***** ENTRIES SUPPLIED *****

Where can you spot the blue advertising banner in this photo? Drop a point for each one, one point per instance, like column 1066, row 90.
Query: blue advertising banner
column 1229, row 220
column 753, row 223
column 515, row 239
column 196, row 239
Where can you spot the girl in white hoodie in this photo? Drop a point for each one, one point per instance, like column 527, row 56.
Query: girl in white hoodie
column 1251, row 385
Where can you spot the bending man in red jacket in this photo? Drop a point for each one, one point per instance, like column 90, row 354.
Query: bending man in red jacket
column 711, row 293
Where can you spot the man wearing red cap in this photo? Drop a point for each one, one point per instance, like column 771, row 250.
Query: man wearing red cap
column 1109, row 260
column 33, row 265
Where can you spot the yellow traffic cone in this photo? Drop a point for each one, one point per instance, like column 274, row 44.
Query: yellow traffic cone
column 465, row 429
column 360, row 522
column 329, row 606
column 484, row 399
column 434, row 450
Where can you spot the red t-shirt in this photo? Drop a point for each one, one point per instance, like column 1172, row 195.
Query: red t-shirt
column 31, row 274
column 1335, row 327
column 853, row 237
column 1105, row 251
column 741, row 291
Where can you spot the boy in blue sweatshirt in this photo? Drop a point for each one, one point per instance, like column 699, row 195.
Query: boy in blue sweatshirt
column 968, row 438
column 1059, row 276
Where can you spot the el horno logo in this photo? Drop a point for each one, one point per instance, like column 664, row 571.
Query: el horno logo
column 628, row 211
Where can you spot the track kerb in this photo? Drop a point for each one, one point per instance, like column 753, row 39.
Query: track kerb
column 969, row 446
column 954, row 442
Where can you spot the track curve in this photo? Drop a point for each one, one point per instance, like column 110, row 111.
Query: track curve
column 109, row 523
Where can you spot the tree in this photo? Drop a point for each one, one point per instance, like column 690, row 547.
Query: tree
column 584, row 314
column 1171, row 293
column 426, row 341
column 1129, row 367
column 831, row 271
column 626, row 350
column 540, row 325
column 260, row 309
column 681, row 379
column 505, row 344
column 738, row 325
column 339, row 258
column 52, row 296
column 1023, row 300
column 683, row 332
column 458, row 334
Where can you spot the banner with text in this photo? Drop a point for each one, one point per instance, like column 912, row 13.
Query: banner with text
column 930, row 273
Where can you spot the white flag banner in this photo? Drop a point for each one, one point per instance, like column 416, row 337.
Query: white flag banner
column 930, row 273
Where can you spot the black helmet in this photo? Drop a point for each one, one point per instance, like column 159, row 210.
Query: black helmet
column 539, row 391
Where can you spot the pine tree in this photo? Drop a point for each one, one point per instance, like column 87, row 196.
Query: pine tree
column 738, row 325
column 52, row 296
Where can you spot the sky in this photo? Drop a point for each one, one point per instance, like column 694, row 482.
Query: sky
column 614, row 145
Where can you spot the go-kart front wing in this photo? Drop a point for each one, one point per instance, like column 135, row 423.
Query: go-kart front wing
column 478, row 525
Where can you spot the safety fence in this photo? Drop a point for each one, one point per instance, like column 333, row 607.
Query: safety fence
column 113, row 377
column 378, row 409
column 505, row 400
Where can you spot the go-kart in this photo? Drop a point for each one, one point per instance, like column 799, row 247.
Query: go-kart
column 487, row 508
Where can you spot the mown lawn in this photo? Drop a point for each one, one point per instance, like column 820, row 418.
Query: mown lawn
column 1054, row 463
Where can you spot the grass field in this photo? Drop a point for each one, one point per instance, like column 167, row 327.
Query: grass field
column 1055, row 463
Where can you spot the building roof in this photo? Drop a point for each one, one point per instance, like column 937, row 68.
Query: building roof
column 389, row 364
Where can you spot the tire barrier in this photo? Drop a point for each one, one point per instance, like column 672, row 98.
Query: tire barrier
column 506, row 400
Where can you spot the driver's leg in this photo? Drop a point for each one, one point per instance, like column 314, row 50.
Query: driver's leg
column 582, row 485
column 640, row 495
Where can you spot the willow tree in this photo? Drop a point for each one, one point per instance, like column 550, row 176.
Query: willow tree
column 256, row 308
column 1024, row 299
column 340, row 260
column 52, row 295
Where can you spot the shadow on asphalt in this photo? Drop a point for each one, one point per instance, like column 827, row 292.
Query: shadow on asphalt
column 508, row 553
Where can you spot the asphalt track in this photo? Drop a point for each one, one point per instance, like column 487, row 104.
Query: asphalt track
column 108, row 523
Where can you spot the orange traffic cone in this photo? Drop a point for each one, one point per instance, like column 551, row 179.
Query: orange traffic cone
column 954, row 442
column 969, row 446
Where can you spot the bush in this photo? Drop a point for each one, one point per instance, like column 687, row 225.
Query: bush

*****

(EXERCISE TASK): Place the part of the rows above that opens with the line containing "Where can you spot the man" and closes with the line containing "column 434, row 450", both of those lines included, into a Markdown table with the columns Number and Line. Leave out blank lines and any other part of the rows.

(REPLY):
| Number | Line |
|---|---|
| 1 | Where can you spot the man wearing red cap in this photo? Drop a point for each one, one point per instance, like column 771, row 250. |
| 2 | Query: man wearing red cap |
| 3 | column 1109, row 260 |
| 4 | column 33, row 265 |
| 5 | Where can you spot the yellow traffic cone in this photo? Drop a point for each one, one point per instance, like column 274, row 44. |
| 6 | Query: yellow traffic cone |
| 7 | column 465, row 429 |
| 8 | column 360, row 522 |
| 9 | column 329, row 606 |
| 10 | column 484, row 399 |
| 11 | column 434, row 450 |